> Reading text
* start *
# Best broadband in Pune?



## Gtb93 (Jun 1, 2013)

I'm located at Shivaji Nagar Housing Soc./ Senapati Bapat road. I'm looking for a good and none/very little downtime facing network. 
Speed-2mbps-4mbps. UL. No FUP limits. Set up will be Wi-Fi. 3 people to share it.
Any suggestions guys? The only options I've seen are - Tikona, YouBroadband, and Hathway.
Hathway has horrible plans and are overprice imo. Youbroadband has one good plan, but after donwnload limit, it cuts down to 1mbps which is a slight problem. Tikona has a few plans that interest me, but I don't have any experience with their service. Also, any idea about BSNL plans in this area? and/or other alternatives?

Regards.


----------



## CommanderShawnzer (Jun 1, 2013)

I tag Faun and Desmond David here


----------



## 6Diablo9 (Jun 1, 2013)

Hathway and YOU Broadband are good, a big no to Tikona. You should call home Hathway representative or go to their Office as their website is not always updated. I doubt though that you can get any good 4mbps plan with reasonable rate here.


----------



## Gtb93 (Jun 1, 2013)

6Diablo9 said:


> Hathway and YOU Broadband are good, a big no to Tikona. You should call home Hathway representative or go to their Office as their website is not always updated. I doubt though that you can get any good 4mbps plan with reasonable rate here.


I've read bad reviews for tikona often. Is it really THAT bad? 
Also, for hathway I've seen the plan-paper that the rep brings, there's no VFM plan at all.


----------



## 6Diablo9 (Jun 1, 2013)

Gtb93 said:


> I've read bad reviews for tikona often. Is it really THAT bad?


Tikona broadband sucks, and it also sucks all the money out of you. Most speed that you can get out of 2mbps rated plan is 256kbps.



Gtb93 said:


> Also, for hathway I've seen the plan-paper that the rep brings, there's no VFM plan at all.


There aren't many options here. My friend has a YOU 1mbps unimited which costs him Rs. 2100/- (3months), I think there is YOU office near Sakhar Sankul you can pay them a visit or call a rep.


----------



## raksrules (Jun 1, 2013)

I stay in Aundh and Pay 2100 Rs for 1 Mbps unlimited for 3 months. Satisfied with the service till now.
May be the 1212 Rs 12 Mbps per month till 25GB and then throttled to 1 Mbps might be good plan for you.


----------



## Gtb93 (Jun 1, 2013)

Thanks for the suggestions guys!
Also @Diablo9 - a 2mbps plan on a 1:8 contention would generally give you 256kbps on download, isn't that normal?


----------



## 6Diablo9 (Jun 2, 2013)

Correct me if I'm wrong but 1:8 contention means one line of 2 mbps(mega bits per sec) is shared with 8 users, you do get 2mbps. You could expect 220-230kBps(kilo bytes per sec) I had YOU Broadband earlier with 2mbps plan, switched to Hathway later bcoz I wanted something very cheap(cheap plan, cheap speed) and also got free set top box+6month cable tv. Anyways never had any problem with YOU broadband, and if you have problem they'll try to resolve it by next day same with Hathway.
* end *
> Problem A
Copy the outline labeling records line for line, with no changes.
The Pune broadband thread has no connection to the records that come next.

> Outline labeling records
* start *
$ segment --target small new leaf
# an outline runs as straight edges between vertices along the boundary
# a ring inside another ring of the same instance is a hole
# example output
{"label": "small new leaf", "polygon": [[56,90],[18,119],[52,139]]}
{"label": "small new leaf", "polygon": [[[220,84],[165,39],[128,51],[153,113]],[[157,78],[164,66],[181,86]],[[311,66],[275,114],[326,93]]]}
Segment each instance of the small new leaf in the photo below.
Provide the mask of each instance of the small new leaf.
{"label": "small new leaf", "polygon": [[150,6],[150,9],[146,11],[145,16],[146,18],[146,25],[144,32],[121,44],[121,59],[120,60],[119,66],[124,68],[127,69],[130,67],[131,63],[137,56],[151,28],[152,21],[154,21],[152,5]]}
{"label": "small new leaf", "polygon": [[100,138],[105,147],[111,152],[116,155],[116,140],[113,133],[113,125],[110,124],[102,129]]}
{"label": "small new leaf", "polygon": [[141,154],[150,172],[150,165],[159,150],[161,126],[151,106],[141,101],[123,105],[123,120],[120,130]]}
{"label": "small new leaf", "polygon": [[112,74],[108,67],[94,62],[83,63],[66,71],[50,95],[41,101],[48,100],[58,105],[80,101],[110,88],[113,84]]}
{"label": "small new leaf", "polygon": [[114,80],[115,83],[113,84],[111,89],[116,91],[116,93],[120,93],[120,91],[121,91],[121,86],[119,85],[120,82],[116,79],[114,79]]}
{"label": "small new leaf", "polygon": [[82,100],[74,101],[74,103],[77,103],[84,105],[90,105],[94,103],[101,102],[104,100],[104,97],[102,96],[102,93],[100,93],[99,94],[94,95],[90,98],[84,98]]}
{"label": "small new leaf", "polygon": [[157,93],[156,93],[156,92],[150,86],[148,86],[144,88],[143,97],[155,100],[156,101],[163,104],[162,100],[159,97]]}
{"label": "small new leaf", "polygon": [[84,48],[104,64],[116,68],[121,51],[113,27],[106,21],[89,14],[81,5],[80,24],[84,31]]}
* end *
> Problem B
In the Pune broadband thread, what does raksrules pay for 1 Mbps unlimited for 3 months?

> Worked solution A
$ segment --target small new leaf
# an outline runs as straight edges between vertices along the boundary
# a ring inside another ring of the same instance is a hole
# example output
{"label": "small new leaf", "polygon": [[56,90],[18,119],[52,139]]}
{"label": "small new leaf", "polygon": [[[220,84],[165,39],[128,51],[153,113]],[[157,78],[164,66],[181,86]],[[311,66],[275,114],[326,93]]]}
Segment each instance of the small new leaf in the photo below.
Provide the mask of each instance of the small new leaf.
{"label": "small new leaf", "polygon": [[150,6],[150,9],[146,11],[145,16],[146,18],[146,25],[144,32],[121,44],[121,59],[120,60],[119,66],[124,68],[127,69],[130,67],[131,63],[137,56],[151,28],[152,21],[154,21],[152,5]]}
{"label": "small new leaf", "polygon": [[100,138],[105,147],[111,152],[116,155],[116,140],[113,133],[113,125],[110,124],[102,129]]}
{"label": "small new leaf", "polygon": [[141,154],[150,172],[150,165],[159,150],[161,126],[151,106],[141,101],[123,105],[123,120],[120,130]]}
{"label": "small new leaf", "polygon": [[112,74],[108,67],[94,62],[83,63],[66,71],[50,95],[41,101],[48,100],[58,105],[80,101],[110,88],[113,84]]}
{"label": "small new leaf", "polygon": [[114,80],[115,83],[113,84],[111,89],[116,91],[116,93],[120,93],[120,91],[121,91],[121,86],[119,85],[120,82],[116,79],[114,79]]}
{"label": "small new leaf", "polygon": [[82,100],[74,101],[74,103],[77,103],[84,105],[90,105],[94,103],[101,102],[104,100],[104,97],[102,96],[102,93],[100,93],[99,94],[94,95],[90,98],[84,98]]}
{"label": "small new leaf", "polygon": [[157,93],[156,93],[156,92],[150,86],[148,86],[144,88],[143,97],[155,100],[156,101],[163,104],[162,100],[159,97]]}
{"label": "small new leaf", "polygon": [[84,48],[104,64],[116,68],[121,51],[113,27],[106,21],[89,14],[81,5],[80,24],[84,31]]}

> Worked solution B
2100 Rs.